Natural language region descriptions
· · ·

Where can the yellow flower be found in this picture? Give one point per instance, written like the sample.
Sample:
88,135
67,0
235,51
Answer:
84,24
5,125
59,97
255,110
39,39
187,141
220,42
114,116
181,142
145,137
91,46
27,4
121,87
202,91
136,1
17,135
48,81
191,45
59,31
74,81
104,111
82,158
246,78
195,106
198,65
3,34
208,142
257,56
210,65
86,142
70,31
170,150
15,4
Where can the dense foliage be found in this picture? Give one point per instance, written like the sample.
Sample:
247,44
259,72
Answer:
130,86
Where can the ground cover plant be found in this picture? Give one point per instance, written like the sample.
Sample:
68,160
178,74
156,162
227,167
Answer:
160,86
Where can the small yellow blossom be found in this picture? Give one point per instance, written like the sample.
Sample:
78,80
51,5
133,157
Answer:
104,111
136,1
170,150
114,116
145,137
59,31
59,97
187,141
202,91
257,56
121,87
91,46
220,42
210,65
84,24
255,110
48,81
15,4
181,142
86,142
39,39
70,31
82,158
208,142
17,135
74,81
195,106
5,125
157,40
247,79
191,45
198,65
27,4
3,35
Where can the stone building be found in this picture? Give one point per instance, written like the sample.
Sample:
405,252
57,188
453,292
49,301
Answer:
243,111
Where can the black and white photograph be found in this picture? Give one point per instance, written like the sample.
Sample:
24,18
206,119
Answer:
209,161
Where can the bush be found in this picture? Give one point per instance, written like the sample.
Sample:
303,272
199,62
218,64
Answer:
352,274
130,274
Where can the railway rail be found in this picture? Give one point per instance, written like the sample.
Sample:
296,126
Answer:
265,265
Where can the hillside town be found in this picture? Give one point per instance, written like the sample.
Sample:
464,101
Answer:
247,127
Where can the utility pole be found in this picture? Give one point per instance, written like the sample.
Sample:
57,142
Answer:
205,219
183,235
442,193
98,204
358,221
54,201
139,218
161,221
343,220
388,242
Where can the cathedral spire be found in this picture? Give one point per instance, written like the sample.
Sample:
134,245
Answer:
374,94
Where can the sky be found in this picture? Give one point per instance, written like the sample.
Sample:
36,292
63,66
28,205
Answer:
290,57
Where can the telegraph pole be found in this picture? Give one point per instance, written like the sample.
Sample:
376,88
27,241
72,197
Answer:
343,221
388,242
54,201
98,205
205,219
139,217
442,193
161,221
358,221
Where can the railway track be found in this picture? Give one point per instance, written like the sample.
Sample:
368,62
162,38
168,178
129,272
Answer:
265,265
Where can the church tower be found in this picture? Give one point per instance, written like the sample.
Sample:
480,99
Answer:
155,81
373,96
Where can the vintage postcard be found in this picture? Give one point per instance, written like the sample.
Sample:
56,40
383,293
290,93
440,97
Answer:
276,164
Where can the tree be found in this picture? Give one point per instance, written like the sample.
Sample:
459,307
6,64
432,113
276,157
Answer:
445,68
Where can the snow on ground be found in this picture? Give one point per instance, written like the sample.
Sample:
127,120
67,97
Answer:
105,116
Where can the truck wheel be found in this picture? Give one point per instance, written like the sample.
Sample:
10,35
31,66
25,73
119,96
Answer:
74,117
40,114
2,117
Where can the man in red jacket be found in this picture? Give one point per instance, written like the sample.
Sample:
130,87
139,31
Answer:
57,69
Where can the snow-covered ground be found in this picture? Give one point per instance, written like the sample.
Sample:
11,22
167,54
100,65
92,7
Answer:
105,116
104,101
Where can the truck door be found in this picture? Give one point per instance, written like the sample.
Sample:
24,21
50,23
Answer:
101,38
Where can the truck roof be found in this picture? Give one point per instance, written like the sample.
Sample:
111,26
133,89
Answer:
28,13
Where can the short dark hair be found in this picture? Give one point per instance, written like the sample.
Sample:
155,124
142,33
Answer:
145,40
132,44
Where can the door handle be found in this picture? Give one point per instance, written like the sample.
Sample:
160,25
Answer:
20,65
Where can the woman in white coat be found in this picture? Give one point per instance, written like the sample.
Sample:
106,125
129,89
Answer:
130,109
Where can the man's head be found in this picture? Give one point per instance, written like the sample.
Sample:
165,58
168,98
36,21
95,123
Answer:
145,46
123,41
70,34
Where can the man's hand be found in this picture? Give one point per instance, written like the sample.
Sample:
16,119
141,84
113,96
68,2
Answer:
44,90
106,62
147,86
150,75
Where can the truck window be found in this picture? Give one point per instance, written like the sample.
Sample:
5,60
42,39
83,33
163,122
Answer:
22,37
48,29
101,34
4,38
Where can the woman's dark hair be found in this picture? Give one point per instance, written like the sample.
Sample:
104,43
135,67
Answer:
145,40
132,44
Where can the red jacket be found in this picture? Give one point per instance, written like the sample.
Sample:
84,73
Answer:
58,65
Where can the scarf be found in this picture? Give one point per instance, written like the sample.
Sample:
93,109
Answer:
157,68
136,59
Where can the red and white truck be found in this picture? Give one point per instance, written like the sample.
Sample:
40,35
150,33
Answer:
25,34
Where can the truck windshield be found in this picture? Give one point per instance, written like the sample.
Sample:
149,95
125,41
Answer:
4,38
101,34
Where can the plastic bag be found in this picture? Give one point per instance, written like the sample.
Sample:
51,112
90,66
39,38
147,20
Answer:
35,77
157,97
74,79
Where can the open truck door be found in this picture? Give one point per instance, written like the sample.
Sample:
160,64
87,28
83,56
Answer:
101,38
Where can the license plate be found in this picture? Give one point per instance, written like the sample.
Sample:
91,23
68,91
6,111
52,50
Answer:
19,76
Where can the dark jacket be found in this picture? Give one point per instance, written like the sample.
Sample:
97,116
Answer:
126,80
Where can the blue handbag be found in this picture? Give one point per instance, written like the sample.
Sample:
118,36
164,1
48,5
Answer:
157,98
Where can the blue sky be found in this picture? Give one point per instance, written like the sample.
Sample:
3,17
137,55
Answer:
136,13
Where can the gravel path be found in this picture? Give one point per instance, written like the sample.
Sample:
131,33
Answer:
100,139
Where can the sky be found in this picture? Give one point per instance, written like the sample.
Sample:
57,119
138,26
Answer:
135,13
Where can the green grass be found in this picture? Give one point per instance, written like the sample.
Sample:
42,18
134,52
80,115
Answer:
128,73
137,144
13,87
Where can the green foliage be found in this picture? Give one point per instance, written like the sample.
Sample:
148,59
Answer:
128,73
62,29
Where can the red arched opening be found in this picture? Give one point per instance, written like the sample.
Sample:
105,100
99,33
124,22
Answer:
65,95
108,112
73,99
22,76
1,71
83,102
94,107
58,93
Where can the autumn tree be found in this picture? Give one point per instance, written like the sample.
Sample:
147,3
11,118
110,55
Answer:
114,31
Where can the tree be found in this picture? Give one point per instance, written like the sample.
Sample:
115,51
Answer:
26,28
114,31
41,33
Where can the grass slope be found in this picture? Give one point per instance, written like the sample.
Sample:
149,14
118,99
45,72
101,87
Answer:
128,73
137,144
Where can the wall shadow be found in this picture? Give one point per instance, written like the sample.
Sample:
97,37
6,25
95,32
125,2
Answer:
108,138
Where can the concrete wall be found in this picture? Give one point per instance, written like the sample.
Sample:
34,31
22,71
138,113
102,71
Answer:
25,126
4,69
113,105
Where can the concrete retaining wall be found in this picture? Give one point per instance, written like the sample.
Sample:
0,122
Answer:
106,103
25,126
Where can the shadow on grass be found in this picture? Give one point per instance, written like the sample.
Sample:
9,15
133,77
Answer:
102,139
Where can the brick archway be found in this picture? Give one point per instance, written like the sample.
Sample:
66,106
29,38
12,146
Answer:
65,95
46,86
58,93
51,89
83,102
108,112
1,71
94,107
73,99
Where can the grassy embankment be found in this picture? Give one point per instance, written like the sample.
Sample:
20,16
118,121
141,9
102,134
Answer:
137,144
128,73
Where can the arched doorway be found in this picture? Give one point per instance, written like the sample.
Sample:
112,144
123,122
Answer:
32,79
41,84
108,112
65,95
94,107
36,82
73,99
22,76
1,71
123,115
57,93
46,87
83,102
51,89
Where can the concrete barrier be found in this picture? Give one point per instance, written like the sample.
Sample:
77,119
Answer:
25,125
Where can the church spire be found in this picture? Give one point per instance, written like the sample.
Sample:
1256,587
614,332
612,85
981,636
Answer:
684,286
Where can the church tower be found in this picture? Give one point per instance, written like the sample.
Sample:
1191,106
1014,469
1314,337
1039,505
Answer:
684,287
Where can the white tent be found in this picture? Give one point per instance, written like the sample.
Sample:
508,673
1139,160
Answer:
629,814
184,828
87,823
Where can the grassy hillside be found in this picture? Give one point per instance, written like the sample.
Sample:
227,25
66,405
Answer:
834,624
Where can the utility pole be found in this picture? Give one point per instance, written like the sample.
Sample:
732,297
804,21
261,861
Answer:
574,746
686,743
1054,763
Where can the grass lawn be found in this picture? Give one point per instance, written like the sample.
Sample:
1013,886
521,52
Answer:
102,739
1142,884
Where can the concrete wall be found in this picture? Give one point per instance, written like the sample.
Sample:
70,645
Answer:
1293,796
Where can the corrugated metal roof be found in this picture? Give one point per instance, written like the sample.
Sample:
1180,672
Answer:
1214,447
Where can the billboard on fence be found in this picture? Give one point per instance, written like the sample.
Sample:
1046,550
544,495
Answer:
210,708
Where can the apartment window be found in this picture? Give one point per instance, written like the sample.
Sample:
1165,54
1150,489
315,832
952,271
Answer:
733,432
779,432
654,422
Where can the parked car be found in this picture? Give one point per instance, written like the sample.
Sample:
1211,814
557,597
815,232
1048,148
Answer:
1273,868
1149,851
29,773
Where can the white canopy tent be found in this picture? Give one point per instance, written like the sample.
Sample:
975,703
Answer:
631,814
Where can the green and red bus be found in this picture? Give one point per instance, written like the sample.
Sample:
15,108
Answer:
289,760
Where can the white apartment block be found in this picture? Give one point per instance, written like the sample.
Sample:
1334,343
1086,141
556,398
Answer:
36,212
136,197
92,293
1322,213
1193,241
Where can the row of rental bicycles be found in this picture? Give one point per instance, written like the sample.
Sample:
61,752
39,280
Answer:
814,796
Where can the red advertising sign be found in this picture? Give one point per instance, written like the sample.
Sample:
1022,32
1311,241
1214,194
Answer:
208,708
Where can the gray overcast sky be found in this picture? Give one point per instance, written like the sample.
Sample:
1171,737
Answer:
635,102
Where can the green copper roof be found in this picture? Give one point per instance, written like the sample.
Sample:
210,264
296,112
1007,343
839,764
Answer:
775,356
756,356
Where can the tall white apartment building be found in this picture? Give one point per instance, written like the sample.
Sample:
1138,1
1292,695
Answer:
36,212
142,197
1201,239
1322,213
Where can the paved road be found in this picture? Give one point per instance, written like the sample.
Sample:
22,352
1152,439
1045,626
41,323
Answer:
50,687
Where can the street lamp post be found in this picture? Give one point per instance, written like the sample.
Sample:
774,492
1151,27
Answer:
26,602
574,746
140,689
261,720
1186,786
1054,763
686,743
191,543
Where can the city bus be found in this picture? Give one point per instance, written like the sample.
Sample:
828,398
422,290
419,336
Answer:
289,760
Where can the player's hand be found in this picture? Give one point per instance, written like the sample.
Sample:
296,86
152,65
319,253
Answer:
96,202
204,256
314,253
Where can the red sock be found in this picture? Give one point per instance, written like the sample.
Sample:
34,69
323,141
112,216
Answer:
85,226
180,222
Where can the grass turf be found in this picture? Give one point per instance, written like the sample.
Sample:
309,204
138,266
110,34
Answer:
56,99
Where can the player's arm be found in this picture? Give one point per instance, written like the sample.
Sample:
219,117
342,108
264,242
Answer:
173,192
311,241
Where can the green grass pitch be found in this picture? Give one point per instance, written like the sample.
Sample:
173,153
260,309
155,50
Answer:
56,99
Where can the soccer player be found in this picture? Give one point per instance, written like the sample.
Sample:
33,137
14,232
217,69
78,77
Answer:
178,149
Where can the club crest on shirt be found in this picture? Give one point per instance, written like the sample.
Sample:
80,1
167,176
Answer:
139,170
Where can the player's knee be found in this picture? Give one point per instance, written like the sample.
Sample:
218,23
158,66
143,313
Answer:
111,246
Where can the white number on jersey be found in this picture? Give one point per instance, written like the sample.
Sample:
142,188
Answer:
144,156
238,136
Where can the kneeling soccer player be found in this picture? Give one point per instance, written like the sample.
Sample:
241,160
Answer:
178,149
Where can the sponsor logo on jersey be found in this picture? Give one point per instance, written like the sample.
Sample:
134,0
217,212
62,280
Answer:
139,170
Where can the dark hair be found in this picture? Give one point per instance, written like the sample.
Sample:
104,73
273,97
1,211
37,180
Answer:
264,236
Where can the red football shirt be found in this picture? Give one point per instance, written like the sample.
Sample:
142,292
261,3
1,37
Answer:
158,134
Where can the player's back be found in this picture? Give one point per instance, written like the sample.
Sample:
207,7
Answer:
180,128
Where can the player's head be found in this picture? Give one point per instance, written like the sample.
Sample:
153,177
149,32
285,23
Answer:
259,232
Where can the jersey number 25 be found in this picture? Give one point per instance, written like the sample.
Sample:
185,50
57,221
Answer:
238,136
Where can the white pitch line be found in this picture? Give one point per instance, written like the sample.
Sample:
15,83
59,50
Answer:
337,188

· · ·

WORK TASK: All lines above with "truck" in them should be returned.

REPLY TO THE EXERCISE:
Where can the truck wheel be found in this picture? Give one point per instance, written like the sample.
Where can the truck door be found in this picture? Give one point per instance, written like the sample.
Where can the truck roof be found in this picture? Give one point per instance, written like the sample.
Where can the truck window be found in this picture? Give one point per instance, written like the sample.
Where can the red and white truck be found in this picture? Give one point per instance, written like the sample.
Where can the truck windshield be found in this picture? Give one point per instance, written like the sample.
Where can the open truck door be found in this picture? Give one point per instance, written like the sample.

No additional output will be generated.